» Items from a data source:
"""

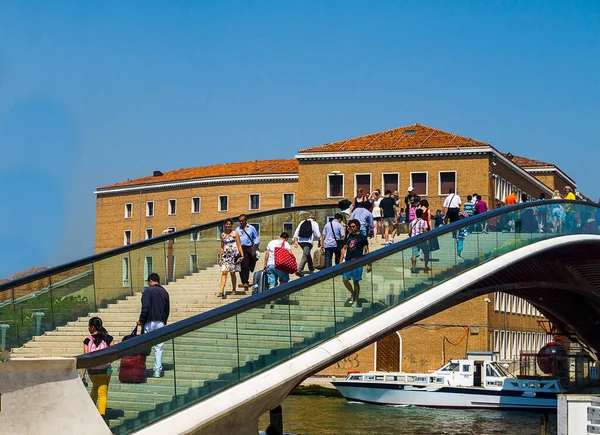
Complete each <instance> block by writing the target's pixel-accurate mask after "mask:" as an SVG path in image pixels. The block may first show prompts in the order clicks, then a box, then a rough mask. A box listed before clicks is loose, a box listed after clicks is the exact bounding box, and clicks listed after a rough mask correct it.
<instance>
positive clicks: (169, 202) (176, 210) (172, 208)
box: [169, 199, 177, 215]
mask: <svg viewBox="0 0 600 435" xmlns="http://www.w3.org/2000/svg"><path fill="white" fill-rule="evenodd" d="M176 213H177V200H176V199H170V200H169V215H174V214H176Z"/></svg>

"""
"""

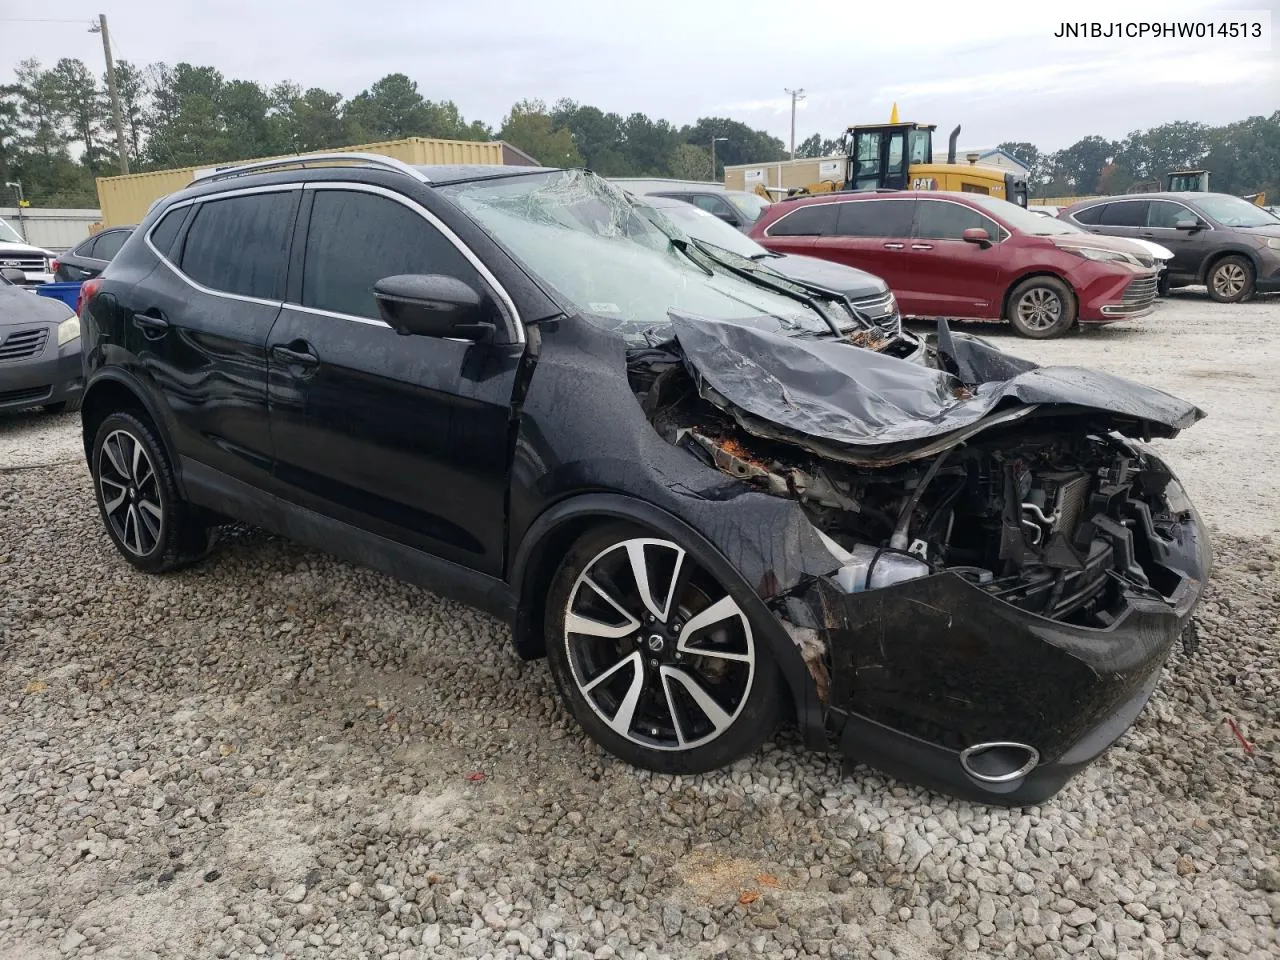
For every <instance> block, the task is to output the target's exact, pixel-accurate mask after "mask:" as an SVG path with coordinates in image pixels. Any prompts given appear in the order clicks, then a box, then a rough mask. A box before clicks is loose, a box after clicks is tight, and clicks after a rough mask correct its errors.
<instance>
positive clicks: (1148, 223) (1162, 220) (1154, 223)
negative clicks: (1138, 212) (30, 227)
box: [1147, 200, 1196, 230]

"""

» WHAT YOU HAVE TO DO: Change "negative clicks" to "excluding clicks" and rewrite everything from the line containing "For every <instance>" down to the line containing "box: [1147, 200, 1196, 230]", leaving all else in those lines unchanged.

» TASK RESULT:
For every <instance> block, the task is to output the target's exact, pixel-accurate mask after "mask:" as an SVG path with coordinates in image pixels. Any prompts given appear in the order clicks, then a box, then a rough mask. A box before clicks is loose, a box after clicks is tight, and clicks after a rough mask correct its errors.
<instance>
positive clicks: (1148, 223) (1162, 220) (1154, 223)
excluding clicks: (1138, 212) (30, 227)
box: [1147, 200, 1196, 230]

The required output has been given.